Work order :: Copy the records word for word, omitting all pictures.

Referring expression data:
::::
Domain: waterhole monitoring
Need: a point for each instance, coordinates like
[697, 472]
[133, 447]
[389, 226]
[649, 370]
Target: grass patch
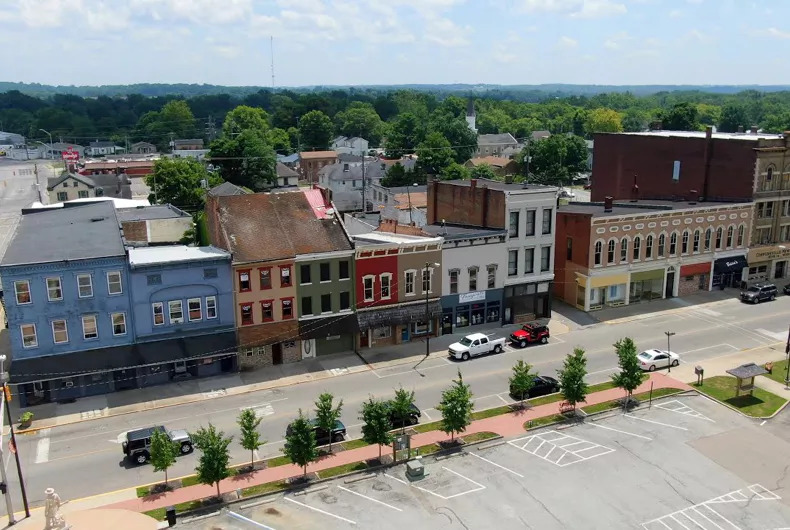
[342, 470]
[722, 388]
[479, 436]
[779, 371]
::::
Solution to this task ::
Domain: waterhole monitoring
Need: a point for each instance, coordinates like
[697, 472]
[133, 447]
[389, 226]
[649, 370]
Target: grass patch
[342, 470]
[722, 388]
[479, 436]
[779, 371]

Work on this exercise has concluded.